* **Ejercicios por resolver**
a. Según el texto sobre el juicio, ¿por qué delito sentenció el tribunal al médico?
b. Enumera todas las penas que el tribunal impuso al médico según el texto sobre el juicio.
c. Retoma el texto sobre el juicio y continúalo a partir de su última oración.

* **Sección de texto**

* * * * * * *

Cuando el caso finalmente llegó a juicio en 2016, los hijos de las mujeres que fueron víctimas de esta inseminación pidieron que se le acusase de agresión sexual. El abogado lo rechazó porque no existían pruebas y porque las mujeres consintieron en ser inseminadas. “Es una violación, pero no a ojos de la ley”, les dijo. “Un médico puede hacerse una paja y meter su semen en la vagina de una mujer, una paciente que no se lo ha consentido, y no es considerado una agresión sexual”, se lamenta Jacoba.

El tribunal solo le sentenció por obstrucción a la justicia y le impuso una multa de 500 euros, un año de libertad condicional y la pérdida de la licencia médica, aunque en ese momento ya llevaba varios años jubilado. Le penalizaron por haber destruido los registros, pero no pagó por “donar” su esperma a pesar de sufrir una enfermedad autoinmune que han heredado algunas de las 94 personas que llevan su ADN. Tampoco por engañar a esas cien mujeres.

* * * * * * *

* **Material extraído**
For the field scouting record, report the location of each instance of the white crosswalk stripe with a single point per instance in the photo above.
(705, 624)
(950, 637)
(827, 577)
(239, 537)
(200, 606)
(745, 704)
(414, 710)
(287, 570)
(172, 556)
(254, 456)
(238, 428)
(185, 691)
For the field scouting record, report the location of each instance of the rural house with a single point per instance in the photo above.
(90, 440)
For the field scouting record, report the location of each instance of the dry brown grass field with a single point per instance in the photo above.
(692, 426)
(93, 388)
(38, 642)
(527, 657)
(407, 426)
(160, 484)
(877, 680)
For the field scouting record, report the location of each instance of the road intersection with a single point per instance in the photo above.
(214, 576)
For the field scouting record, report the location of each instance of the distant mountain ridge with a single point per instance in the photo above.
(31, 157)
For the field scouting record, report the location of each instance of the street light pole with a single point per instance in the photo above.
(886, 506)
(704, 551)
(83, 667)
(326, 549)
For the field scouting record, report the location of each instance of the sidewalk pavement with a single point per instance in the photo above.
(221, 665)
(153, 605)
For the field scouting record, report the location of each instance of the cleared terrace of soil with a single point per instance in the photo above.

* * * * * * *

* **Resultados del ejercicio**
a. Por obstrucción a la justicia.

b. Una multa de 500 euros, un año de libertad condicional y la pérdida de la licencia médica.

c.
Este asunto escamó especialmente a la directora del documental. “Lo que me molestó tanto al principio fue el relato de que Cline 'donó' su muestra”, explica Lucie Jordan en una entrevista. “Quiero que sepa de inmediato lo que significa 'donar una muestra': tener una erección, masturbarse e introducirla inmediatamente en sus pacientes. ¿Cómo no se considera eso agresión sexual?”, se pregunta la cineasta. Para ella, Cline y el resto de médicos expertos en infertilidad que repitieron la práctica –al menos se han conocido otros 44 casos– “tenían un complejo de Dios”. “Ella quería un hijo y yo se lo di”, justificó Cline en el juicio.

Un fanático religioso

La consulta de Cline estaba anegada de crucifijos, pasajes de las Sagradas Escrituras y consignas ultracatólicas. En su investigación, Jacoba Ballard descubrió que en 1963 atropelló a una niña de cuatro años. “Después de eso se traumatizó y se volvió un fanático religioso”, dice uno de sus antiguos amigos y colega de profesión. Se convirtió en un miembro muy activo de su Iglesia, hacía bautismos en su casa y predicaba en cualquier lugar, incluido en su clínica.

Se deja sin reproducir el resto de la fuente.